» PROVIDED DATA:
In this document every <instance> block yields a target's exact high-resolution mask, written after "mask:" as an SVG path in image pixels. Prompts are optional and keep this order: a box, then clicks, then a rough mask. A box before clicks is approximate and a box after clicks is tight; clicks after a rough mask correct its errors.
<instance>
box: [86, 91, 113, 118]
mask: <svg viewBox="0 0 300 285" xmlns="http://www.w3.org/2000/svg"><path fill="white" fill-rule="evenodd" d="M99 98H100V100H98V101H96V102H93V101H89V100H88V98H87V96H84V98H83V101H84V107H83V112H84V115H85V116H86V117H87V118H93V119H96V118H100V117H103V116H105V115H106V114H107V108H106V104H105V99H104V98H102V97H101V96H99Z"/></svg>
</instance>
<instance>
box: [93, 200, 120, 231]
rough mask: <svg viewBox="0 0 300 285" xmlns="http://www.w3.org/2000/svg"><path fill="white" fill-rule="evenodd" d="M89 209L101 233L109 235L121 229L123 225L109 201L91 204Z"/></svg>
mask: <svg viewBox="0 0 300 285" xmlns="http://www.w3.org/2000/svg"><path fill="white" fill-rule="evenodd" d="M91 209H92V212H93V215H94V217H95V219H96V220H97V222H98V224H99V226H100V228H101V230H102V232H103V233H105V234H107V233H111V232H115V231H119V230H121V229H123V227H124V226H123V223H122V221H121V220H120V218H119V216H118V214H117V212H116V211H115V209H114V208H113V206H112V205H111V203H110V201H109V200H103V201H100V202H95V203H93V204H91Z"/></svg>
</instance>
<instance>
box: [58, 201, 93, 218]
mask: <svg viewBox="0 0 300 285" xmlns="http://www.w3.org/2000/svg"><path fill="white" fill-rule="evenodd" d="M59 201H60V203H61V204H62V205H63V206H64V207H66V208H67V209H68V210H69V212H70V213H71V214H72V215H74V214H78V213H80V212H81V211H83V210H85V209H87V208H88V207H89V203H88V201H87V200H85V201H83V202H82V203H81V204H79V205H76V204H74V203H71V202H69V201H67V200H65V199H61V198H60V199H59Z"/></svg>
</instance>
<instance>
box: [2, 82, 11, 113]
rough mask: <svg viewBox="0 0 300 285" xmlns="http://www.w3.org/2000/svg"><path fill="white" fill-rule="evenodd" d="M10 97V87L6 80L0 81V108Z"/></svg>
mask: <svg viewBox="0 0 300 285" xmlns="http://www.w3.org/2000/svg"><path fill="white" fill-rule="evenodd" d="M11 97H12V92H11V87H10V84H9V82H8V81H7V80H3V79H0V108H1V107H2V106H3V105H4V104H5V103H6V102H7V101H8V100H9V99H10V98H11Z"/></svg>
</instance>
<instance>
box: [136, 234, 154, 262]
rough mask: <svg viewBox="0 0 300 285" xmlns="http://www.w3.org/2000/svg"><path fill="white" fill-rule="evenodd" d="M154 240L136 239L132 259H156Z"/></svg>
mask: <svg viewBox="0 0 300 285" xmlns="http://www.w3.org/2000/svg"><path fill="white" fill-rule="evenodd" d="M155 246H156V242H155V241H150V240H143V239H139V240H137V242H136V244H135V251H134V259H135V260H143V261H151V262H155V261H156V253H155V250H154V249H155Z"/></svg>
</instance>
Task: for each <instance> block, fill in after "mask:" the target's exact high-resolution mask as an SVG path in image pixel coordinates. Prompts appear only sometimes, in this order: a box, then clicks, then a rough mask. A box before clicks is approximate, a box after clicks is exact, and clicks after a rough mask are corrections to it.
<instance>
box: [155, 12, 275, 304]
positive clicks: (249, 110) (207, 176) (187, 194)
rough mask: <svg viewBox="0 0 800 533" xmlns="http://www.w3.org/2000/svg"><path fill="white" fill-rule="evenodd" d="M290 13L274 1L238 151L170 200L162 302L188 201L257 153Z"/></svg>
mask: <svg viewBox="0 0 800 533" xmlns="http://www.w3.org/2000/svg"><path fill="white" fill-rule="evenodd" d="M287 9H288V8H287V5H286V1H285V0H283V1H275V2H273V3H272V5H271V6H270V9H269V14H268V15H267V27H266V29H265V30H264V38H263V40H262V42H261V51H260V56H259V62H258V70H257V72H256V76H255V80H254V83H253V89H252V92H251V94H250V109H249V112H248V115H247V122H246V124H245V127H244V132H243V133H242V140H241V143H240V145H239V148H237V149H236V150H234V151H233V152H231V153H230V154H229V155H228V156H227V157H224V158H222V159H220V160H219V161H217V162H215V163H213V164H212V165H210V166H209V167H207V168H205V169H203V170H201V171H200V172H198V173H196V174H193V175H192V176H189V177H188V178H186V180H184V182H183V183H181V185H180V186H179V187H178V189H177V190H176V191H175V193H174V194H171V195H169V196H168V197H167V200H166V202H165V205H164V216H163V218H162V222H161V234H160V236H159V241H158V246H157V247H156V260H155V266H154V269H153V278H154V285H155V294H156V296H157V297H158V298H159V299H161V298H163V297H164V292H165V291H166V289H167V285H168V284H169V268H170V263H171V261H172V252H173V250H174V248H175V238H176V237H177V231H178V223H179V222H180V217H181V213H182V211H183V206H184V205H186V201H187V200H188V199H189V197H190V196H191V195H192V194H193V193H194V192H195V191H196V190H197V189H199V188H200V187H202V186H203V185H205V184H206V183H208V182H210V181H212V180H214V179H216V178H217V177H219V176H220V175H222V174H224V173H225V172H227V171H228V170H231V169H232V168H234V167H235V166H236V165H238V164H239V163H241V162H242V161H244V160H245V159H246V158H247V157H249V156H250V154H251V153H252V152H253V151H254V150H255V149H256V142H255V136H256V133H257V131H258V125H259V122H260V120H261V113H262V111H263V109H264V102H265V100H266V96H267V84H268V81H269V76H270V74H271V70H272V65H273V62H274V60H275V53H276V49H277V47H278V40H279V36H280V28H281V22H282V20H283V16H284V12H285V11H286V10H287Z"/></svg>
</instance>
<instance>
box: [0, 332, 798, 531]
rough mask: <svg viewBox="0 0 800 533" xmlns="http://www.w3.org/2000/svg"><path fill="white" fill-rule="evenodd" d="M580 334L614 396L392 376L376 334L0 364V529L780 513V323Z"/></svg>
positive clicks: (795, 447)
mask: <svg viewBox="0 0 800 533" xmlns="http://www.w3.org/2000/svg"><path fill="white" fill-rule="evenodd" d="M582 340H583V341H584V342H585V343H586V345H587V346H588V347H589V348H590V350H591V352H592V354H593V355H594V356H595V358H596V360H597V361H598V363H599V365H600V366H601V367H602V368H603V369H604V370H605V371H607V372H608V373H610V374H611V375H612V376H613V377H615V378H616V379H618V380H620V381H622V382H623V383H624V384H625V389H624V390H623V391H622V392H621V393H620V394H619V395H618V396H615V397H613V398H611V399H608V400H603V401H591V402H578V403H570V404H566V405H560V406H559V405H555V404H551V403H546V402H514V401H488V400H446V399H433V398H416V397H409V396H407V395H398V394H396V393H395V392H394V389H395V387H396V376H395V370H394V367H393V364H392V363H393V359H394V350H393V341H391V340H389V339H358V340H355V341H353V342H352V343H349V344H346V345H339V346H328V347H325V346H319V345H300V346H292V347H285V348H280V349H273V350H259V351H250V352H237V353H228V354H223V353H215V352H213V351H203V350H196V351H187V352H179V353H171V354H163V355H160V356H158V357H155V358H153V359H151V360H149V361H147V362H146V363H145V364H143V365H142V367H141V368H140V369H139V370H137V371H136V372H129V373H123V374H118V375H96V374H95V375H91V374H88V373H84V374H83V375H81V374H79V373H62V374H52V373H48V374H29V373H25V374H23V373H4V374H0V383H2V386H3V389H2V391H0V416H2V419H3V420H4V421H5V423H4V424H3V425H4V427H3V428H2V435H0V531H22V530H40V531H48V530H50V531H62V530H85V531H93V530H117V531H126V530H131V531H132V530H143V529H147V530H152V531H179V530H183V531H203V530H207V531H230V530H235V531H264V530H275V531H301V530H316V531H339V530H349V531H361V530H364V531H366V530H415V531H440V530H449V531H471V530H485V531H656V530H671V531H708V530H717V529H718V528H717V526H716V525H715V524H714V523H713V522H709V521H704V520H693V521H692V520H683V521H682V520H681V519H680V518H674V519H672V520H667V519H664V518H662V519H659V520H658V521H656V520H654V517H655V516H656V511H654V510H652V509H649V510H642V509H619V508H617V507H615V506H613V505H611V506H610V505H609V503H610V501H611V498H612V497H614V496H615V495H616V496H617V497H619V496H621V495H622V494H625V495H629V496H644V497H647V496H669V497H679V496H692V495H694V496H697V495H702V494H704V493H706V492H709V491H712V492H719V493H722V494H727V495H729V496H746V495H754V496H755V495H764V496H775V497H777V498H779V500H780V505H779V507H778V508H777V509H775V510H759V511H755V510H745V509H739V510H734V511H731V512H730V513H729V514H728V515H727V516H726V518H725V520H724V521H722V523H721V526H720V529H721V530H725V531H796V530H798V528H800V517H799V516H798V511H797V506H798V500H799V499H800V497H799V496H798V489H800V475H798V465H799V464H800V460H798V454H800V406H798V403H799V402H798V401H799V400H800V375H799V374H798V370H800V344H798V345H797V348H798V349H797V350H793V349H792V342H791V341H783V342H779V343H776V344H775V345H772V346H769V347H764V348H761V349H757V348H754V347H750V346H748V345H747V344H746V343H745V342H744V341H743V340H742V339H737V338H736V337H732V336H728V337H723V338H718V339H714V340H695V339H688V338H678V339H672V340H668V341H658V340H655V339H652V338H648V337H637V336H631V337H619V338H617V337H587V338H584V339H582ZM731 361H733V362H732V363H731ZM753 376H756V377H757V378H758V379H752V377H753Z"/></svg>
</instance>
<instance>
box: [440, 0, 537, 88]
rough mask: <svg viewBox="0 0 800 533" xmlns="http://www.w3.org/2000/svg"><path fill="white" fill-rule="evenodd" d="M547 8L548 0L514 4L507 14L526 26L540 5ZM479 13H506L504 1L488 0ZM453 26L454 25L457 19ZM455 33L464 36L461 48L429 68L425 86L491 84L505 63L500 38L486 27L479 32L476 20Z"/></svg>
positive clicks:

» INSTRUCTIONS FOR THE TASK:
Note down each line above where the word "after" occurs.

» COMPLETED EXERCISE:
In this document every <instance> block yields a target's exact high-resolution mask, written after "mask:" as an SVG path in image pixels. Prompts are optional and keep this order: a box, then clicks, then a rough mask. A box before clicks is approximate and a box after clicks is tight; clicks after a rough mask correct its errors.
Task: for each <instance> block, fill in after "mask:" the target's exact high-resolution mask as an SVG path in image pixel coordinates. Prompts appear only sometimes, in this order: a box, then clicks, then a rough mask. A box before clicks is approximate, a box after clicks is exact, and clicks after a rough mask are corrections to it.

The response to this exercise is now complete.